[START]
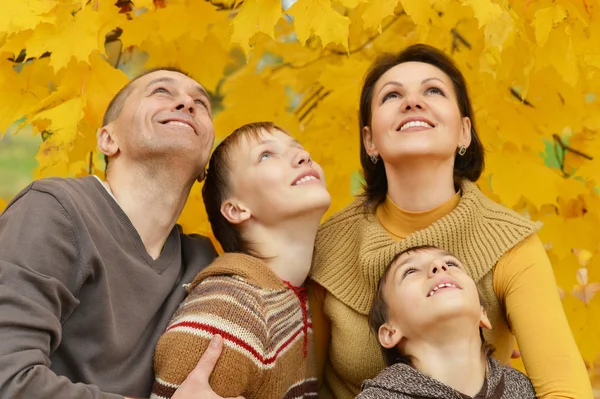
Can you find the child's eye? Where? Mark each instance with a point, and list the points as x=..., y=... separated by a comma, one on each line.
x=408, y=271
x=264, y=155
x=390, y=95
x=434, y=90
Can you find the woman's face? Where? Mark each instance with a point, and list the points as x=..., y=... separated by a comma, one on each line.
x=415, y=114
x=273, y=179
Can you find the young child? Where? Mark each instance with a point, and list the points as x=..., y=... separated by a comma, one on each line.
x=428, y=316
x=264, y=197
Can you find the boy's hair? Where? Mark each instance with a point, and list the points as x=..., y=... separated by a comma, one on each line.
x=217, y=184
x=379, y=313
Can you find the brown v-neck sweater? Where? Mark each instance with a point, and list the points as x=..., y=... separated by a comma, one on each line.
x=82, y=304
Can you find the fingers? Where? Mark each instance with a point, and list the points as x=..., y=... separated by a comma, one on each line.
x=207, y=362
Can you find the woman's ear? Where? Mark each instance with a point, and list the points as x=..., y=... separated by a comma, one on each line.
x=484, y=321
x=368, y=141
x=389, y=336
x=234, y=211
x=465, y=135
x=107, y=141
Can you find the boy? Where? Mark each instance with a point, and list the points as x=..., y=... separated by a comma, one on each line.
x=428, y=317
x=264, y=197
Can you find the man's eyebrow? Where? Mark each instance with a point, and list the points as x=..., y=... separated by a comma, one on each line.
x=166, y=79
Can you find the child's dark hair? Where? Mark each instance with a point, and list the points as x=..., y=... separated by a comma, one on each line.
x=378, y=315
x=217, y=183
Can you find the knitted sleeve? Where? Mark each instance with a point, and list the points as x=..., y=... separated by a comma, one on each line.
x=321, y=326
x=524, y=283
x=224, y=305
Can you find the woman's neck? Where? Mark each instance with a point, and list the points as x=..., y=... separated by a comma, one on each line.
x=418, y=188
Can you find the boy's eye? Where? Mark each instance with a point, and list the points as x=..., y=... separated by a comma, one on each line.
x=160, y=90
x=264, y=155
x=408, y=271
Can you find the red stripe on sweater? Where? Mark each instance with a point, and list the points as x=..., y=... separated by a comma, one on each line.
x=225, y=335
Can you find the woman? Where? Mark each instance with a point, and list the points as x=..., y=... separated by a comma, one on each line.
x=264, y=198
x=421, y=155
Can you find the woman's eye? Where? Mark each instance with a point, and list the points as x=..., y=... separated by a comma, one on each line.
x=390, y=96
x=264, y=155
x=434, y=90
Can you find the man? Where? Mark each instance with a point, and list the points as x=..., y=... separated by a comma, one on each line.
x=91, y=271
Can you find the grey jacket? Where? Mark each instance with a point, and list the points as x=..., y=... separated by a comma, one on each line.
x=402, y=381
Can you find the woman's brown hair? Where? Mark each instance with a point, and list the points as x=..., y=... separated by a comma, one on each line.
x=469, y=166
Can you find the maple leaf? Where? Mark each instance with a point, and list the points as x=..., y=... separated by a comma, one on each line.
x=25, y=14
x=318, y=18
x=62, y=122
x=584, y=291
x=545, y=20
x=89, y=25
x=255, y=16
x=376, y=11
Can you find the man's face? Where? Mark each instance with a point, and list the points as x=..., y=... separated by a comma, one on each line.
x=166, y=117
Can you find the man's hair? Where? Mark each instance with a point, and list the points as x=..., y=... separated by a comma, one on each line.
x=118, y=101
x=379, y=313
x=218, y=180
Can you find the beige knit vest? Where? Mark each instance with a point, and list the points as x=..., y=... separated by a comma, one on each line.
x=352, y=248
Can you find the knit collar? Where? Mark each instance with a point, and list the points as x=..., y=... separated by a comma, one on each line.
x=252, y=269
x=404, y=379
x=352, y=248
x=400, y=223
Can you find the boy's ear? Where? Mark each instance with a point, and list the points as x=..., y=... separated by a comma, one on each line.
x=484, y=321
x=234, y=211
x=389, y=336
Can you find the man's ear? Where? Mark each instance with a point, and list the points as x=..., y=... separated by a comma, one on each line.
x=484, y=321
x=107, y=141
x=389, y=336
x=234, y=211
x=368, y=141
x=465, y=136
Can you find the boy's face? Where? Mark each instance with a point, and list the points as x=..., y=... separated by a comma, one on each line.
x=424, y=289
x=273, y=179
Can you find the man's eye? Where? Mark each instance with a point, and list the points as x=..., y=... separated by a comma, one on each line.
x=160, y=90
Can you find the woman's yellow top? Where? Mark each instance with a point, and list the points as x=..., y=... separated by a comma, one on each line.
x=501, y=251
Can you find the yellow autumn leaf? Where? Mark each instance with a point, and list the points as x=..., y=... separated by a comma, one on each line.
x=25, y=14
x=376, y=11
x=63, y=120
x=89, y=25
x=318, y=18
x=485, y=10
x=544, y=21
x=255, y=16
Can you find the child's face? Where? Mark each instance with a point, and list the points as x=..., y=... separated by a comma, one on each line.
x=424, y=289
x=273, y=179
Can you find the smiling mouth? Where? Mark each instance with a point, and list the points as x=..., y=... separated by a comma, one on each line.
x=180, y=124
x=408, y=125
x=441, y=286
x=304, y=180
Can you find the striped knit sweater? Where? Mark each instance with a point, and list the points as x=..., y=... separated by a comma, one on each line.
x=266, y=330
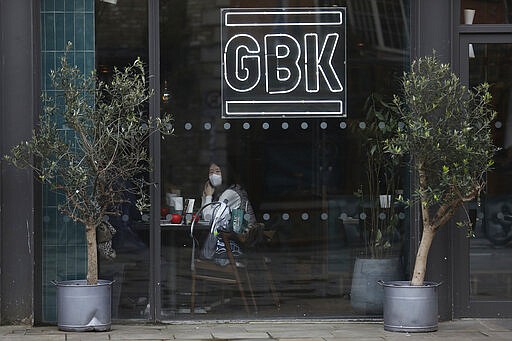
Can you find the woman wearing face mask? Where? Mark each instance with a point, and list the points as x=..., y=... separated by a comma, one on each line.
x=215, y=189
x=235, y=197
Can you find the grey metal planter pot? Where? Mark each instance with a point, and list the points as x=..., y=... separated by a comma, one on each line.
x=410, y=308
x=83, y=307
[END]
### [Problem to work on]
Copy out the material starting with the line that contains "Can you find the young" and going on through the line that contains "x=207, y=362".

### [Correct output]
Can you find the young child? Where? Mark each instance with a point, and list the points as x=..., y=... separated by a comma, one on each line.
x=428, y=316
x=264, y=197
Can you find the boy's hair? Where? Mark each instance with a point, and list the points as x=..., y=... separated by a comma, one on each line.
x=217, y=184
x=379, y=313
Can you find the brown v-neck sweater? Where? Mark each instance with a point, and list the points as x=..., y=... separated by a comma, one on each line.
x=82, y=304
Can you find the fingers? Where? Mark each instance with a point, and list the points as x=..., y=... separated by a comma, one on each line.
x=207, y=362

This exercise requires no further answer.